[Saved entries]

○ ○ ○ ○ ○ ○ ○

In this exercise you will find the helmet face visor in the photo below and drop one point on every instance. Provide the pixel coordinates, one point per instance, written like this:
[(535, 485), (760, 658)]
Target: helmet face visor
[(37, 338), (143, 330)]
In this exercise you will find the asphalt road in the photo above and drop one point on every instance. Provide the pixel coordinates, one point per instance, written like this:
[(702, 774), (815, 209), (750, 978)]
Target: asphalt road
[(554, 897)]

○ ○ ○ ○ ○ ○ ○

AIM OF THE EXERCISE: Recast every line of the listing above as a numbered list, skipping any blank lines.

TASK RESULT:
1. In this exercise you will find the helmet face visor in the photo below and drop one point on every instance. Provide the pixel coordinates, one point per instance, written like this:
2. [(535, 485), (760, 658)]
3. Target: helmet face visor
4. [(37, 338), (143, 330)]
5. In this exercise you will find the asphalt road in the photo above and drop one point on every instance. Provide the pixel coordinates, one point per instance, written like this:
6. [(702, 774), (815, 209), (750, 978)]
7. Target: asphalt road
8. [(554, 897)]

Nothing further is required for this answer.